ACTION ITEM = Print the Ling Long restaurant description below in full, word for word.

SOURCE TEXT =
The Experience
Ling Long occupies a quiet corner inside the Waldorf Astoria at 2 Zhongshan Dong Yi Road — the Bund address that was once the Shanghai Club. The dining room is intentionally small: eight tables and two private rooms, thirty covers at most, a single seating each evening. The restraint is the point. Chef Jason Liu — who earned his first Michelin star at Ling Long Beijing before he turned thirty — brought the Shanghai outpost into the 2024 Michelin Guide on opening, and the kitchen has held its star since.
The tasting menu is built around four ideas: Xian (鲜) — the Chinese word for umami that sits at the heart of the menu — tradition, localisation, and memory. The procession runs roughly eight courses and changes with the seasons. This is not the flamboyant, ingredient-forward cooking of the new Shanghai Chinese-fusion scene. It is quieter, more patient, more interested in what happens in the mouth than in what happens on the plate. Dishes arrive without fanfare. Each one asks something of the diner.
The room reflects the cooking: muted palette, soft light, sightlines onto the open pass, Bund views filtered through sheer linen rather than presented as theatre. Service is precise and unhurried. The sommelier maintains a short, deeply chosen list with an emphasis on German Riesling, mineral Burgundy and a handful of Chinese boutique producers that pair remarkably with the umami arc. A non-alcoholic pairing built around fermented teas and seasonal infusions is one of the best of its kind in Asia.

RECORDS =

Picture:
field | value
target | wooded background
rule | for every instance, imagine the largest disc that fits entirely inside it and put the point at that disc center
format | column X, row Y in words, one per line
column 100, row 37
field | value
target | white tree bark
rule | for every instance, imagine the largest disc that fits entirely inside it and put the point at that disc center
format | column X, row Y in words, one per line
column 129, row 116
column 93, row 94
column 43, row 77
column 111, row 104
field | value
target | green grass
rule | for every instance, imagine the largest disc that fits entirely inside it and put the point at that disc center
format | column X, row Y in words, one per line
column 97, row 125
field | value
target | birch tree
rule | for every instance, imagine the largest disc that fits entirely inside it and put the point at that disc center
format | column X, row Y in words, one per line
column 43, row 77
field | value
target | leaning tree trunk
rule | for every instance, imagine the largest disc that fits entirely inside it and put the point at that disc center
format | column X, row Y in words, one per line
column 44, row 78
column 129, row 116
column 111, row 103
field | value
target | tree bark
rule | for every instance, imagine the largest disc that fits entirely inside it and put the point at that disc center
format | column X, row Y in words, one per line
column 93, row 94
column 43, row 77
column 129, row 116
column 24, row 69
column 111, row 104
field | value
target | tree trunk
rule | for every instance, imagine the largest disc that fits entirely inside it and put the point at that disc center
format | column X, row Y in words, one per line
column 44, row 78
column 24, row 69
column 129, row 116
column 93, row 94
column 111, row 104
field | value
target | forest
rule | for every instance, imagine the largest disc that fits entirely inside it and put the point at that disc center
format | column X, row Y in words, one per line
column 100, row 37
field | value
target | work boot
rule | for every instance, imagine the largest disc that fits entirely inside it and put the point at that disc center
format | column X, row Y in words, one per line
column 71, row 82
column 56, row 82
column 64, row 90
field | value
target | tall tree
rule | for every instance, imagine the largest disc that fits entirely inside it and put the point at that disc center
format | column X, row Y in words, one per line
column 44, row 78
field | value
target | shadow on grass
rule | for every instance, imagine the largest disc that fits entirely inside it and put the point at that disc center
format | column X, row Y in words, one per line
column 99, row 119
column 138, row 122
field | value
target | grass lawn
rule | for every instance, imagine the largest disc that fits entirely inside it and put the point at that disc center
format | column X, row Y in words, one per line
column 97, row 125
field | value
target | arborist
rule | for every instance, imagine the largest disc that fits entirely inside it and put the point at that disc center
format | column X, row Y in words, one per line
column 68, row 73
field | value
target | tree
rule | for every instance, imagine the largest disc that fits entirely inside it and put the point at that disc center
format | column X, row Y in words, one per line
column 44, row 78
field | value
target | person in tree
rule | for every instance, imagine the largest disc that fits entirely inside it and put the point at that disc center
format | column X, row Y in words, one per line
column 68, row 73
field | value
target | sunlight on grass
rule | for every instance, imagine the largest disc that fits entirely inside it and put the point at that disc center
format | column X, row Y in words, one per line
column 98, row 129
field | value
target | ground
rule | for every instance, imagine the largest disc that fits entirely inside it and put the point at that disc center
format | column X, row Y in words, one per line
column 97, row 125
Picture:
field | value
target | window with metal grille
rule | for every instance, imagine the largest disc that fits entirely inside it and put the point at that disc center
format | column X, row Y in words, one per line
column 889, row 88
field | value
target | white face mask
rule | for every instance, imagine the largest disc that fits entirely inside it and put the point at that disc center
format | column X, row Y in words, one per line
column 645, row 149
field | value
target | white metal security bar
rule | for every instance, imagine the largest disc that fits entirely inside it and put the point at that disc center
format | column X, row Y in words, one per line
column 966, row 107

SOLUTION =
The Experience
Ling Long occupies a quiet corner inside the Waldorf Astoria at 2 Zhongshan Dong Yi Road — the Bund address that was once the Shanghai Club. The dining room is intentionally small: eight tables and two private rooms, thirty covers at most, a single seating each evening. The restraint is the point. Chef Jason Liu — who earned his first Michelin star at Ling Long Beijing before he turned thirty — brought the Shanghai outpost into the 2024 Michelin Guide on opening, and the kitchen has held its star since.
The tasting menu is built around four ideas: Xian (鲜) — the Chinese word for umami that sits at the heart of the menu — tradition, localisation, and memory. The procession runs roughly eight courses and changes with the seasons. This is not the flamboyant, ingredient-forward cooking of the new Shanghai Chinese-fusion scene. It is quieter, more patient, more interested in what happens in the mouth than in what happens on the plate. Dishes arrive without fanfare. Each one asks something of the diner.
The room reflects the cooking: muted palette, soft light, sightlines onto the open pass, Bund views filtered through sheer linen rather than presented as theatre. Service is precise and unhurried. The sommelier maintains a short, deeply chosen list with an emphasis on German Riesling, mineral Burgundy and a handful of Chinese boutique producers that pair remarkably with the umami arc. A non-alcoholic pairing built around fermented teas and seasonal infusions is one of the best of its kind in Asia.